Listed records:
>>>

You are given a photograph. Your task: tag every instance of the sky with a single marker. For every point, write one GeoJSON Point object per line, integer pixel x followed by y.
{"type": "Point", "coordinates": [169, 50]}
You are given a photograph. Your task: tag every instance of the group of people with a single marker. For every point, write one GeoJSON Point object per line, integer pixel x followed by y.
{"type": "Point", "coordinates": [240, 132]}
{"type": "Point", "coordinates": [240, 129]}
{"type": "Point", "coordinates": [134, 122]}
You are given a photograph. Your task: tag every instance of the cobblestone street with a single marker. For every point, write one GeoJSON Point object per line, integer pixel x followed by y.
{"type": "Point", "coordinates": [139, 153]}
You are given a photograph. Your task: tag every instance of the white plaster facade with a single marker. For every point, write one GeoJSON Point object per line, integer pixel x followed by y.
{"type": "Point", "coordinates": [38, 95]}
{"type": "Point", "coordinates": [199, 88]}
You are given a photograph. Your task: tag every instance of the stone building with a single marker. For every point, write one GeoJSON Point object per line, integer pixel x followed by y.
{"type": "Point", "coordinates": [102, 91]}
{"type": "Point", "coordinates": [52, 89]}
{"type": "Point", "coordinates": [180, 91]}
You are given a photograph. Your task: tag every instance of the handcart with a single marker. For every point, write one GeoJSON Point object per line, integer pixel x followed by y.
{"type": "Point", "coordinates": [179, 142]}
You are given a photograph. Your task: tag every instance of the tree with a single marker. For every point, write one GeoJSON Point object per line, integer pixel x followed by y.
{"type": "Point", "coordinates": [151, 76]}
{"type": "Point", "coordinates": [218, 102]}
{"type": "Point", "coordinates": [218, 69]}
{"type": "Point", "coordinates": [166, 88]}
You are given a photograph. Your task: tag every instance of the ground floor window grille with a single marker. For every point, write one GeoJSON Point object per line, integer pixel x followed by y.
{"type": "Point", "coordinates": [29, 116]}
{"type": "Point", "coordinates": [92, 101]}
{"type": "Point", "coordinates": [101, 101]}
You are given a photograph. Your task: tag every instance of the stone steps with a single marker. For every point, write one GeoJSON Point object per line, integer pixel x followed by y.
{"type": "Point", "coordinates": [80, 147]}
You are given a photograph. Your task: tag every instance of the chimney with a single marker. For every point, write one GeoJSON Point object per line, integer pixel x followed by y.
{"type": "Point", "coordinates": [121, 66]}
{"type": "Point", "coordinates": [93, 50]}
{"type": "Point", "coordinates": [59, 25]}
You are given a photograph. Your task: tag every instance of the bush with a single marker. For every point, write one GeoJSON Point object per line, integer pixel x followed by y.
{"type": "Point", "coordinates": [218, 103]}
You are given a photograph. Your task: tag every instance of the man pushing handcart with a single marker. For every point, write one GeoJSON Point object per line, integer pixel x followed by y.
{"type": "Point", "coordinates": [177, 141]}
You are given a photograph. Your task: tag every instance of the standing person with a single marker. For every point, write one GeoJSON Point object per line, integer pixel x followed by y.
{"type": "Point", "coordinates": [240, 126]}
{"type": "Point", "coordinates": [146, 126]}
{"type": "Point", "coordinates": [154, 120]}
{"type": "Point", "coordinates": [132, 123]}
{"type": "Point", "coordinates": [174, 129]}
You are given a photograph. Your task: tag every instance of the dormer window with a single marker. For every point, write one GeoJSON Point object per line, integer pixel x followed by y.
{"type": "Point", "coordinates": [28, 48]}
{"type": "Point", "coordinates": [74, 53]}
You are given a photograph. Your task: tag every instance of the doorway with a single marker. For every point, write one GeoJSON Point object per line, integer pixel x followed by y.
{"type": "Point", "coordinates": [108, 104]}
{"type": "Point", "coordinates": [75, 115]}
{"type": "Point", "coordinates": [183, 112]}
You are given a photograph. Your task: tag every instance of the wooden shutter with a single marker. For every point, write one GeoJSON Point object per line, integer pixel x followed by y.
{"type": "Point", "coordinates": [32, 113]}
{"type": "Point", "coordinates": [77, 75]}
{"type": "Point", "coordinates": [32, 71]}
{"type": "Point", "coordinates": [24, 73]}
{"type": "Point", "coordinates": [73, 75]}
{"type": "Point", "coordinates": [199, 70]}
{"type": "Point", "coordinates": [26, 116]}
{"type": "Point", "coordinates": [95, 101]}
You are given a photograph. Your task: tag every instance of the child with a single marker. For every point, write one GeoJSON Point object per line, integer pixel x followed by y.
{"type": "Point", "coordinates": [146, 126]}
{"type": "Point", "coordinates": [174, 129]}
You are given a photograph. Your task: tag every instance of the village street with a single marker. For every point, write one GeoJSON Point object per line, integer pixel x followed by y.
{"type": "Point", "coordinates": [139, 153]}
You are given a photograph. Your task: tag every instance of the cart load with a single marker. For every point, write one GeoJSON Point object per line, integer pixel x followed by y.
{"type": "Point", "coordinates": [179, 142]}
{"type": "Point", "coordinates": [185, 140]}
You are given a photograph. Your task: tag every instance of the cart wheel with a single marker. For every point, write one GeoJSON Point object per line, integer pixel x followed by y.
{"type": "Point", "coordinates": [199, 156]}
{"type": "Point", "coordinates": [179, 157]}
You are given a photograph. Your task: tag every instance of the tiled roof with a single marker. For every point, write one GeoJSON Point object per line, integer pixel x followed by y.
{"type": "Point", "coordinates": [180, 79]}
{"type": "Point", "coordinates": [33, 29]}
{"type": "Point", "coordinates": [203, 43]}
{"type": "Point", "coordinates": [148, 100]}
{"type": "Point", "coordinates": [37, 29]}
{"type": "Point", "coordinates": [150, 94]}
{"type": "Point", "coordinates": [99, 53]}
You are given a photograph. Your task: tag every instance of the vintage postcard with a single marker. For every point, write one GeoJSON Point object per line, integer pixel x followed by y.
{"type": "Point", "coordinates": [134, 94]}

<<<

Exercise goal: Write out every entry again, keeping each line exactly the same.

Correct result:
You are given a photograph. Your task: tag every instance of the sky with a single marker. For every point, write one GeoJSON Point object per line, integer pixel x followed by y.
{"type": "Point", "coordinates": [169, 50]}
You are given a photograph. Your task: tag every instance of the group of people with a single marker. For every point, write one GeoJSON Point object per line, integer pixel x followed by y.
{"type": "Point", "coordinates": [240, 132]}
{"type": "Point", "coordinates": [240, 129]}
{"type": "Point", "coordinates": [134, 122]}
You are given a photograph. Your task: tag every instance of the cobblestone street with a single marker. For every point, write one GeoJSON Point object per line, integer pixel x followed by y.
{"type": "Point", "coordinates": [139, 153]}
You are given a photograph. Your task: tag every instance of the white plaster facade with a single marker. For every point, write one GeoJSON Point object per line, integer pixel x followed by y.
{"type": "Point", "coordinates": [38, 95]}
{"type": "Point", "coordinates": [199, 88]}
You are given a photograph. Your task: tag every instance of the stone building with a single marker. For every point, write one GeoJSON Point object per line, integer pixel x followed by y.
{"type": "Point", "coordinates": [102, 91]}
{"type": "Point", "coordinates": [52, 89]}
{"type": "Point", "coordinates": [180, 91]}
You are given a photograph. Your task: tag every instance of the handcart with a single marker. For every point, write one GeoJSON Point object per line, integer pixel x followed by y.
{"type": "Point", "coordinates": [179, 142]}
You are given a photograph. Your task: tag every instance of the tree with a single marker. For every point, write one GeoJSON Point object per line, integer pixel x followed by y.
{"type": "Point", "coordinates": [151, 76]}
{"type": "Point", "coordinates": [218, 102]}
{"type": "Point", "coordinates": [218, 69]}
{"type": "Point", "coordinates": [166, 88]}
You are given a photograph. Your task: tag every instance of the ground floor window grille with a single marker. For every point, write one GeoJSON Point object per line, integer pixel x followed by y.
{"type": "Point", "coordinates": [29, 116]}
{"type": "Point", "coordinates": [92, 101]}
{"type": "Point", "coordinates": [101, 101]}
You are given a photograph. Your task: tag every instance of the stone steps with a single marker. For every point, write one GeoJSON Point object per line, integer pixel x followed by y.
{"type": "Point", "coordinates": [80, 147]}
You are given a photograph. Your task: tag every instance of the chimney with a single marker. For every point, write one GeoJSON Point object per line, integer pixel x followed by y.
{"type": "Point", "coordinates": [121, 66]}
{"type": "Point", "coordinates": [93, 50]}
{"type": "Point", "coordinates": [59, 25]}
You are given a photograph. Your task: tag every instance of the bush with a single marker. For every point, write one GeoJSON Point object per line, integer pixel x followed by y.
{"type": "Point", "coordinates": [218, 103]}
You are given a photograph. Your task: tag every instance of the man pushing handcart with a single marker. For every point, write one GeoJSON Point object per line, integer pixel x followed by y.
{"type": "Point", "coordinates": [177, 141]}
You are given a photograph. Your task: tag every instance of the standing person with a single marker. For every point, write one GeoJSON Point object per line, integer pixel x followed by y.
{"type": "Point", "coordinates": [240, 126]}
{"type": "Point", "coordinates": [146, 126]}
{"type": "Point", "coordinates": [154, 120]}
{"type": "Point", "coordinates": [132, 123]}
{"type": "Point", "coordinates": [174, 129]}
You are given a photograph. Your task: tag every instance of the dormer window with a single marker. For every point, write one GeoJSON Point object per line, integer pixel x followed by y.
{"type": "Point", "coordinates": [28, 48]}
{"type": "Point", "coordinates": [74, 53]}
You are given a photograph. Your task: tag every instance of the doorway with a single marker. For every point, write one GeoJSON Point object per line, integer pixel x followed by y.
{"type": "Point", "coordinates": [108, 104]}
{"type": "Point", "coordinates": [75, 115]}
{"type": "Point", "coordinates": [183, 112]}
You are given a photograph. Your task: tag every instance of the wooden shutter with a single marker. For every point, write one GeoJSON Point object per line, integer pixel x followed by y.
{"type": "Point", "coordinates": [32, 113]}
{"type": "Point", "coordinates": [77, 75]}
{"type": "Point", "coordinates": [32, 71]}
{"type": "Point", "coordinates": [24, 73]}
{"type": "Point", "coordinates": [73, 75]}
{"type": "Point", "coordinates": [199, 70]}
{"type": "Point", "coordinates": [26, 116]}
{"type": "Point", "coordinates": [95, 101]}
You are given a photograph. Your task: tag every instance of the child with a single marker. For every point, write one GeoJSON Point object per line, integer pixel x followed by y.
{"type": "Point", "coordinates": [146, 126]}
{"type": "Point", "coordinates": [174, 129]}
You are given a photograph. Your task: tag every instance of the village street with a single marker. For every point, write one GeoJSON Point object per line, integer pixel x followed by y.
{"type": "Point", "coordinates": [139, 153]}
You are given a photograph. Your task: tag every instance of the cart load with a single marker. For every point, write one GeoJSON Point object per line, integer pixel x followed by y.
{"type": "Point", "coordinates": [179, 142]}
{"type": "Point", "coordinates": [185, 140]}
You are given a photograph. Your task: tag every instance of the cart wheel with a single marker. For every point, write one GeoJSON Point object per line, integer pixel x followed by y.
{"type": "Point", "coordinates": [199, 156]}
{"type": "Point", "coordinates": [179, 157]}
You are given a photograph. Your task: tag every instance of the tiled roof with a single marker. For every point, write one GeoJSON Point object per line, integer pixel x followed by y.
{"type": "Point", "coordinates": [180, 79]}
{"type": "Point", "coordinates": [33, 29]}
{"type": "Point", "coordinates": [203, 43]}
{"type": "Point", "coordinates": [148, 100]}
{"type": "Point", "coordinates": [37, 29]}
{"type": "Point", "coordinates": [150, 94]}
{"type": "Point", "coordinates": [99, 53]}
You are given a photograph. Your task: tag every instance of the vintage postcard with a single marker. For every point, write one GeoJSON Point object per line, integer pixel x followed by y.
{"type": "Point", "coordinates": [134, 94]}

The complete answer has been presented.